Extend the forum thread about taking PCD with a car bought from any dealer in North America, starting after its last line.

=== Source text ===

# PCD - The Dealer Network is Your Oyster



## [email protected] (Feb 18, 2010)

What is one beautiful advantage of taking a PCD? Any dealer in North America can sell you the car, and you can pick it up in BMW Wonderland.

If any of you are having trouble negotiating a deal on your home turf, I'd be happy to cut you a fair deal and send you to PCD to pick it up.

Has anybody else outsourced their negotiations to other states to get a better deal and taken advantage of delivery at the PCD? :thumbup:

(sorry for the shameless plug :bigpimp: )


----------



## innovativeit (Sep 30, 2007)

Yep. I did PCD in December with a car ordered from Colorado Springs, Colorado and I am doing another PCD in April from the same dealer. (I live in Indiana.)


----------



## Lexington (Apr 26, 2008)

Superior Motor Sales, Bahrain


----------



## poleposition (Feb 14, 2005)

What happens when you want to get the car serviced at your local dealer though. Do you still get a loaner?


----------



## innovativeit (Sep 30, 2007)

poleposition said:


> What happens when you want to get the car serviced at your local dealer though. Do you still get a loaner?

=== Raw data ===

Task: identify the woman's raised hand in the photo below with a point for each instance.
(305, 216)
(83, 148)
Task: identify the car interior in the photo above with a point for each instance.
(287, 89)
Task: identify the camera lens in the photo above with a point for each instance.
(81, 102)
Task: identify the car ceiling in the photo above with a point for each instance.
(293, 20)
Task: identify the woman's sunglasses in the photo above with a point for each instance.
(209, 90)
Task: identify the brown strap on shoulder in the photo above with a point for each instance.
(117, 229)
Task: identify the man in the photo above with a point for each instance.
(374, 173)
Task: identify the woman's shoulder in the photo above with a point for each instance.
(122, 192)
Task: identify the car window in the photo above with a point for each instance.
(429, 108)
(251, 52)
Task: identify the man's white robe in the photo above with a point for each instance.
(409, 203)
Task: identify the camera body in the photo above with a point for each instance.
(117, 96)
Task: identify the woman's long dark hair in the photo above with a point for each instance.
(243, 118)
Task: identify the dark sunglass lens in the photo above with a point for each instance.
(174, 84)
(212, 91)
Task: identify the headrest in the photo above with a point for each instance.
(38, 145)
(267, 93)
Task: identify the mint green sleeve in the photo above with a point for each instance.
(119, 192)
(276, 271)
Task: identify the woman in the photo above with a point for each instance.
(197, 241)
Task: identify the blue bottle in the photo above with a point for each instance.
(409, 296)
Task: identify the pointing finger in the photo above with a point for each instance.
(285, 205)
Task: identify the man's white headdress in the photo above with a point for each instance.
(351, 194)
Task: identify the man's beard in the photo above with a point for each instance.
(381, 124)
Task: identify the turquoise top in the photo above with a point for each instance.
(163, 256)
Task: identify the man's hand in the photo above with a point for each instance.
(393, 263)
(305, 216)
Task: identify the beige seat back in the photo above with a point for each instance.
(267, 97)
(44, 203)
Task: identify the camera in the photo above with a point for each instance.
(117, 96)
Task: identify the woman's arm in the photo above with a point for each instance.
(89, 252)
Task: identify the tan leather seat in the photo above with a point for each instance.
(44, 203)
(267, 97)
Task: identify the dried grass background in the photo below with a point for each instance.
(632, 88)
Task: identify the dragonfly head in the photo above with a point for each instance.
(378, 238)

===

# [Solved problem]
My local dealer always offers me a loaner but I like to take a book with me and wait for the service to be completed. I haven't had any service appointments that took more than a couple of hours.


----------



## H2 (Jan 17, 2009)

poleposition said:


> What happens when you want to get the car serviced at your local dealer though. Do you still get a loaner?


You will have to ask your local dealer to find out what their policy is. Not all dealers will give free loaners to people who bought their car elsewhere. I live in Maryland and bought my car from Will Shaw in California. I did PCD and the local dealer I use for service provides free loaners to me.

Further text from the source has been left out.